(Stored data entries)
---
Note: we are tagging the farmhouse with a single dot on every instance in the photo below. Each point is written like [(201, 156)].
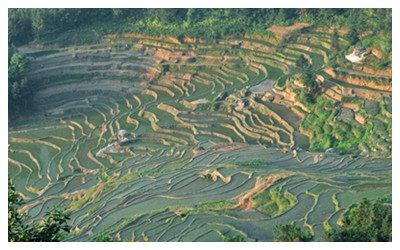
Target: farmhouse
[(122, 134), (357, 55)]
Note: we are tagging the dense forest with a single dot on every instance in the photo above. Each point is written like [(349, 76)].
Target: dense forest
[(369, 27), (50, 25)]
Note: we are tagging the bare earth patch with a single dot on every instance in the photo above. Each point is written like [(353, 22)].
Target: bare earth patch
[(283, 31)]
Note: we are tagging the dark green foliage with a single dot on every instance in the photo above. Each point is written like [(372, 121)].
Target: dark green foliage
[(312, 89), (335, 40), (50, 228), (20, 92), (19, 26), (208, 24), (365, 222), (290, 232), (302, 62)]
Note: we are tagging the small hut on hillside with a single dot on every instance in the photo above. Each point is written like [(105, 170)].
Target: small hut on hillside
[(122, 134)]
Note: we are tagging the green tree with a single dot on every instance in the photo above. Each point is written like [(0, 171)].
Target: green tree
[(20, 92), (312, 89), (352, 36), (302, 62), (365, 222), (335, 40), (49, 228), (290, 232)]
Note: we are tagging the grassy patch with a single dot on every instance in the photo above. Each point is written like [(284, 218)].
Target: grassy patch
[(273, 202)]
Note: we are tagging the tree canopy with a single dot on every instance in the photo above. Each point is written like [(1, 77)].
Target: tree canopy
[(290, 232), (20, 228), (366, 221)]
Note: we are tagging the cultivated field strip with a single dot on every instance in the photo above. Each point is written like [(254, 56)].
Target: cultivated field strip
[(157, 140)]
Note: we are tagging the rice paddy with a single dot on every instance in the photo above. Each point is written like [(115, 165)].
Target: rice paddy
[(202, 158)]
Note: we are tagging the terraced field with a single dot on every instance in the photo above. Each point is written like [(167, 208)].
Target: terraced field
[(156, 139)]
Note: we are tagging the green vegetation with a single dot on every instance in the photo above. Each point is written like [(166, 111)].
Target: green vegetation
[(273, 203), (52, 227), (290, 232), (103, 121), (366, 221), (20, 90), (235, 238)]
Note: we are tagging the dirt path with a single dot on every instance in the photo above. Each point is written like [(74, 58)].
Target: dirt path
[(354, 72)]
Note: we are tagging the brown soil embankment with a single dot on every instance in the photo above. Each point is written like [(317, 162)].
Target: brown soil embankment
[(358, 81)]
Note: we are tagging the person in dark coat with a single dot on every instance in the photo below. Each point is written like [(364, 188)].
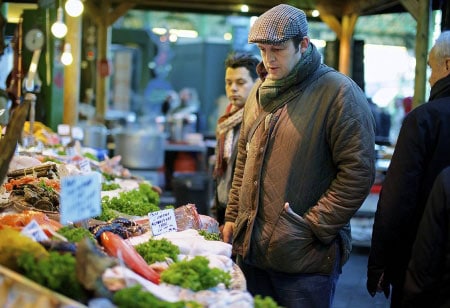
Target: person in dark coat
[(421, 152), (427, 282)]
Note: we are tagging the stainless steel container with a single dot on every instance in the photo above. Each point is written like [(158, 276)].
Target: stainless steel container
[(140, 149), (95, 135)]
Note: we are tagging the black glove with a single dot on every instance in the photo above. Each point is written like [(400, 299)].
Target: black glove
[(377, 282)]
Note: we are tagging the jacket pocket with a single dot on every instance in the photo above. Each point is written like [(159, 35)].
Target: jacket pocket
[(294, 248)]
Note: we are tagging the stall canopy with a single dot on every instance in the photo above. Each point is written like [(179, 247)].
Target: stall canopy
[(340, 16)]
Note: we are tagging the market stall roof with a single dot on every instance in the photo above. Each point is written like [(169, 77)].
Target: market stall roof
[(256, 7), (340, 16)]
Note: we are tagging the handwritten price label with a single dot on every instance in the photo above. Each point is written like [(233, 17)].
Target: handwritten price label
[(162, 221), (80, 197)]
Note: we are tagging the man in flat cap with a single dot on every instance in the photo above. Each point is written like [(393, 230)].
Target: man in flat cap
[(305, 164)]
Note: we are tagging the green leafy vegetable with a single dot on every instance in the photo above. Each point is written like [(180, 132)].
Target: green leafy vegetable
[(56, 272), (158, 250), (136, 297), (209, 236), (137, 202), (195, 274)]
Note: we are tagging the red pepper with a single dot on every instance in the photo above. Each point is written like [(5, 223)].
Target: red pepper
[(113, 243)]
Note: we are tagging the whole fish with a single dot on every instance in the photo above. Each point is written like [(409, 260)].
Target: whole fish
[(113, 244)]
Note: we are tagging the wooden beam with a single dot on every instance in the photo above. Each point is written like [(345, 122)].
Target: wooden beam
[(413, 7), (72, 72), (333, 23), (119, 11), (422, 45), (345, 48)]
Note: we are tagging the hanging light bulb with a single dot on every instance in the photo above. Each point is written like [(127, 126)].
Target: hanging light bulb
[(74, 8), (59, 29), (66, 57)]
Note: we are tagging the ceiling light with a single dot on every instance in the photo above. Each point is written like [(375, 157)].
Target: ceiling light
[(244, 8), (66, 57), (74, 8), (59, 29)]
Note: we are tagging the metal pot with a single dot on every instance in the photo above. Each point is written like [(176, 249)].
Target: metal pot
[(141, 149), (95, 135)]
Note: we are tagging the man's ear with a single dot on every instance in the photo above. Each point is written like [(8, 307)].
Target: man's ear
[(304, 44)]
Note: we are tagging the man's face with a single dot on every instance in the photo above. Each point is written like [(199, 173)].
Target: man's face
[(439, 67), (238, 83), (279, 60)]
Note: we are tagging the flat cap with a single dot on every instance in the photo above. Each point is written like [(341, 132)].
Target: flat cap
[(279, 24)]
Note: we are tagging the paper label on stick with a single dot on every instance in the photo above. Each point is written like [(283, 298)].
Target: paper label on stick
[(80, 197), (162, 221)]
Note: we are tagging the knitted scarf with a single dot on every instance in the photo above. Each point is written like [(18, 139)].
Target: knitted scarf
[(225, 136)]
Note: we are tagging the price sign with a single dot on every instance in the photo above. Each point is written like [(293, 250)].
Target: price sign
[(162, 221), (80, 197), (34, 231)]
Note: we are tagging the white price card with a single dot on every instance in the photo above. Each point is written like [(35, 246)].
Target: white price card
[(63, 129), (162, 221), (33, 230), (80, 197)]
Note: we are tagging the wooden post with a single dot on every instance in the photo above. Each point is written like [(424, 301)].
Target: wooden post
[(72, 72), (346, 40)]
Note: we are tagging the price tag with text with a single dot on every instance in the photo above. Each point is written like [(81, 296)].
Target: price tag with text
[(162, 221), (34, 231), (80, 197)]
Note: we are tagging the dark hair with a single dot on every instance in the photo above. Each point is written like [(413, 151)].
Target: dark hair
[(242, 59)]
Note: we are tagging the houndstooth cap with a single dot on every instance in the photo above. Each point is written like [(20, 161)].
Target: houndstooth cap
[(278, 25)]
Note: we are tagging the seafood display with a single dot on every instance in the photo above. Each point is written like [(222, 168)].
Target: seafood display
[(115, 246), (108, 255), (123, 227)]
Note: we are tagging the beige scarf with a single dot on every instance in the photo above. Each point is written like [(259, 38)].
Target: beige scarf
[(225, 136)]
---
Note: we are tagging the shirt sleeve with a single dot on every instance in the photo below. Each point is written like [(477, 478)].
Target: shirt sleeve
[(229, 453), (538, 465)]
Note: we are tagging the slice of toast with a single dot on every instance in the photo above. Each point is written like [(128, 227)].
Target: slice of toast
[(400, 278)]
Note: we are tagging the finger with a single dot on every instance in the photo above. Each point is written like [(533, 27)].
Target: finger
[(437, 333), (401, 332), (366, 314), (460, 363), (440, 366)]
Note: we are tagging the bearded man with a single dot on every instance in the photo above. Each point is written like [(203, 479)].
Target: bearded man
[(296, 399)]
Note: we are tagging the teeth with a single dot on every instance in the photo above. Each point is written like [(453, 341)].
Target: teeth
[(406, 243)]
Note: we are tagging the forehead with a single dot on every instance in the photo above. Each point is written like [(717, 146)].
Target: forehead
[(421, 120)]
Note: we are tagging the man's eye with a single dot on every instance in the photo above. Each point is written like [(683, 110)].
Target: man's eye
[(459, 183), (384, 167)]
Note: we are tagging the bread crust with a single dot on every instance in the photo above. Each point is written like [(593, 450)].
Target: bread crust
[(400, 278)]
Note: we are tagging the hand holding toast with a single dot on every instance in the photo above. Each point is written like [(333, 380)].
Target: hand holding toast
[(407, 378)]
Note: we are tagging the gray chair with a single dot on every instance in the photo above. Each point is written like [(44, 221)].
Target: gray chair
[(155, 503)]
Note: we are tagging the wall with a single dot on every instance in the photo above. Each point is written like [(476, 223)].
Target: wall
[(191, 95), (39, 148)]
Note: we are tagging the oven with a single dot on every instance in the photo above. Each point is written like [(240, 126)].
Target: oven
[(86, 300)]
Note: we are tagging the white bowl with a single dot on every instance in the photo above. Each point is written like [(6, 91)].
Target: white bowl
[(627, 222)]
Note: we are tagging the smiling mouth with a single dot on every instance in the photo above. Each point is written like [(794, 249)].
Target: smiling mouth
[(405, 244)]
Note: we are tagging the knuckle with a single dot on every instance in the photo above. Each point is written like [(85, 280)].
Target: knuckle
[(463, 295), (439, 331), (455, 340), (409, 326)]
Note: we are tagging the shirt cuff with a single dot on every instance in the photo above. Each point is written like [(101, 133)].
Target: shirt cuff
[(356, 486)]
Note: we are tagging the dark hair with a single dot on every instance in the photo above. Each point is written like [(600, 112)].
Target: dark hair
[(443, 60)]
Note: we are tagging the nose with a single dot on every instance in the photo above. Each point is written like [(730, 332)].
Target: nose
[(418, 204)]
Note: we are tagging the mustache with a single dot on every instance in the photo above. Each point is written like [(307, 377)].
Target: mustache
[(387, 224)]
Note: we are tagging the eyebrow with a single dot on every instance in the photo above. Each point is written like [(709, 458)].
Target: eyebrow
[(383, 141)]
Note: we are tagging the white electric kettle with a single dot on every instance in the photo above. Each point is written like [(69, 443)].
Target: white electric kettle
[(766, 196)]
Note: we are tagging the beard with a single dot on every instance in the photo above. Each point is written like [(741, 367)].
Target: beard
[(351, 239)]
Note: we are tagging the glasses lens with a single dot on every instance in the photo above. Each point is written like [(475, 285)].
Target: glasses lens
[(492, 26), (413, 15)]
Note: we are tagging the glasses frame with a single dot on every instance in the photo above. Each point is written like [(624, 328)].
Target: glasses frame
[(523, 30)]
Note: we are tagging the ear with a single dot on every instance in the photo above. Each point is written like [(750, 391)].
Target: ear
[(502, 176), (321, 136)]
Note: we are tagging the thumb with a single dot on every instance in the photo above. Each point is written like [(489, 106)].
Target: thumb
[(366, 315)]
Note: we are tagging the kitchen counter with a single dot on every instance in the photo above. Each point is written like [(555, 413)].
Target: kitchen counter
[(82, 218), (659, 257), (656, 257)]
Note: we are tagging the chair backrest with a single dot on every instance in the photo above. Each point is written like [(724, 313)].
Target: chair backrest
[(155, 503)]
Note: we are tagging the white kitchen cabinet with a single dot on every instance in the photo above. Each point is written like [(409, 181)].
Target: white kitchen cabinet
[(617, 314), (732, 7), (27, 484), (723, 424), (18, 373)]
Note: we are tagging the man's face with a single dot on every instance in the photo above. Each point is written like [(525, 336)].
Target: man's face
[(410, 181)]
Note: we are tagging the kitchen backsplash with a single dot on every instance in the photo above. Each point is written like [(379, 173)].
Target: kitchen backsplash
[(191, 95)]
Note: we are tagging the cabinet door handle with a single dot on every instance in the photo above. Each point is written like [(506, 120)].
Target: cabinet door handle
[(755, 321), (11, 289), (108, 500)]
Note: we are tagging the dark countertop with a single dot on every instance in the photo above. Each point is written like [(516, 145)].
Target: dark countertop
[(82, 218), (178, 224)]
---
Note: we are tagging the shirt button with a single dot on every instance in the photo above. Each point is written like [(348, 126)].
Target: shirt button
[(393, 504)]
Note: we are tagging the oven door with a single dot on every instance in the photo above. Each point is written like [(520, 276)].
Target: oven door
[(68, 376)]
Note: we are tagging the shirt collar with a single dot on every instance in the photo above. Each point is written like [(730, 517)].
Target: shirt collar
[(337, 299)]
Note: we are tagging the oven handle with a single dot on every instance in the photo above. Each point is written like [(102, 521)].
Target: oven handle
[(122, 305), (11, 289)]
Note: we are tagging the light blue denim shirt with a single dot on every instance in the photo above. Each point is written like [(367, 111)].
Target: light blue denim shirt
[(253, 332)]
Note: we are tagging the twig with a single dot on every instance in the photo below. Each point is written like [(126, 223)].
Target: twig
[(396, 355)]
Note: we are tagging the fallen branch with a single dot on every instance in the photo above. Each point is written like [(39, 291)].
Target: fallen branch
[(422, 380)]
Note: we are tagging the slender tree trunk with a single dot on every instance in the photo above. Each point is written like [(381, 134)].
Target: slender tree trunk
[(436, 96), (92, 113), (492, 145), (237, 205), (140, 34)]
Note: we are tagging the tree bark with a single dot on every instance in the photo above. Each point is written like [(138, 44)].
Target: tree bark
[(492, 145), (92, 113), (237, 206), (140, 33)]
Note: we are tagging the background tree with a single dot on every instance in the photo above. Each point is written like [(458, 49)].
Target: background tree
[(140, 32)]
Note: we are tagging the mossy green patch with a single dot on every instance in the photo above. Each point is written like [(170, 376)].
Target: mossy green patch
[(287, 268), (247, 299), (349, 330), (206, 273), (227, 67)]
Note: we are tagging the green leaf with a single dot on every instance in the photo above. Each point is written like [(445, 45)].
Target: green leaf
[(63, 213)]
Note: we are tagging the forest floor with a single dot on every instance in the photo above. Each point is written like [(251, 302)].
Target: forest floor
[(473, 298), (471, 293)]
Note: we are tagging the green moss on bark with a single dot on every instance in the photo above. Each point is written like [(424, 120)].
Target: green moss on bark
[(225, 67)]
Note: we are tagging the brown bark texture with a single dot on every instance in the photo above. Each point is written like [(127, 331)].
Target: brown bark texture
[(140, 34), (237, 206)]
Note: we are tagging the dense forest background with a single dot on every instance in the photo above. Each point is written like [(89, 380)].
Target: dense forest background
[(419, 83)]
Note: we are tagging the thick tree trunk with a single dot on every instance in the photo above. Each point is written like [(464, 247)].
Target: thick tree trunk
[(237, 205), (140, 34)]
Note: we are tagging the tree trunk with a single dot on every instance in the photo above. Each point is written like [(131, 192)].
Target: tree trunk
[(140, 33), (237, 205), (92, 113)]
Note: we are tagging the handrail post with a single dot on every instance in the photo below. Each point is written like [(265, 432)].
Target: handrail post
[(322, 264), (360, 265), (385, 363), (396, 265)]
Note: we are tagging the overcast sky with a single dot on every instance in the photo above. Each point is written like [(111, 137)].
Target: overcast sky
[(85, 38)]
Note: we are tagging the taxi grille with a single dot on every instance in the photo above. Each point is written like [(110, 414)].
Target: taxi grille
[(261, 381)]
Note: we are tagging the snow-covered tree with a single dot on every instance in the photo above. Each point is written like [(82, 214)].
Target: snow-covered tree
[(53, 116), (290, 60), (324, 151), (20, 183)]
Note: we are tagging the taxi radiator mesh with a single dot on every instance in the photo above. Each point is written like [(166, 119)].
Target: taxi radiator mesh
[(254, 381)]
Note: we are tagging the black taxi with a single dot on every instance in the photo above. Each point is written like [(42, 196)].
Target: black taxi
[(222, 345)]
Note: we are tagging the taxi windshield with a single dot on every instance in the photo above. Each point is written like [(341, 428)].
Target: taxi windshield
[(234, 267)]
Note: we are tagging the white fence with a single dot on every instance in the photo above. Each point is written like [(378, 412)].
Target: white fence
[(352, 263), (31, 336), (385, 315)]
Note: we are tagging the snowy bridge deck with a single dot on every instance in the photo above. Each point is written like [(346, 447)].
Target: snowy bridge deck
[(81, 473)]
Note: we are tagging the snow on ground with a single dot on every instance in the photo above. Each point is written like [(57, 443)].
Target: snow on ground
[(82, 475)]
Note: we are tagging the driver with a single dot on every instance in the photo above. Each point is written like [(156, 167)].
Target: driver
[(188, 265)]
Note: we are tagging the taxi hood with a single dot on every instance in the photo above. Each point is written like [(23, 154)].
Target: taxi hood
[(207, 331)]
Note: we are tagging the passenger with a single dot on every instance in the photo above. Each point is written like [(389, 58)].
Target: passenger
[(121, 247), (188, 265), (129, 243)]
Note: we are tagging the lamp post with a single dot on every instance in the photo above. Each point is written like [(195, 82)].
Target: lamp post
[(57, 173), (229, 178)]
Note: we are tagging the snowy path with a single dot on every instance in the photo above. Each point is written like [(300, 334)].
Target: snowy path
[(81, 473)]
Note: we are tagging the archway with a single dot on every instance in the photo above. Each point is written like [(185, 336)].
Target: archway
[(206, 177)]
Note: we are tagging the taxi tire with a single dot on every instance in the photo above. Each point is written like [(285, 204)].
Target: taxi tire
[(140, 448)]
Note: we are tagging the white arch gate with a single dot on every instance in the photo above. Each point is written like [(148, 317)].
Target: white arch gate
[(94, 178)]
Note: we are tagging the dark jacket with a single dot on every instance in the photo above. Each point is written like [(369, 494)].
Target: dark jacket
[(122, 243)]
---
**HOW TO COMPLETE THIS TASK:** The copy should hold exactly the lines above from the one with "Target: dirt path" through the one with "Note: we are tagging the stainless", both ends counted, and no pictures at all.

**TASK RESPONSE:**
Target: dirt path
[(354, 72)]
Note: we are tagging the brown soil embankment with a single dot on every instance in the photo above. Each point is written like [(317, 162)].
Target: brown soil embankment
[(358, 81)]
Note: we are tagging the person in dark coat with a single dot on every instance in the photo below. Each point is written like [(364, 188)].
Target: person in dark coat
[(421, 152), (427, 282)]
Note: we are tagging the stainless steel container with a single dot on every instance in the photo above. Each point is written like [(158, 276)].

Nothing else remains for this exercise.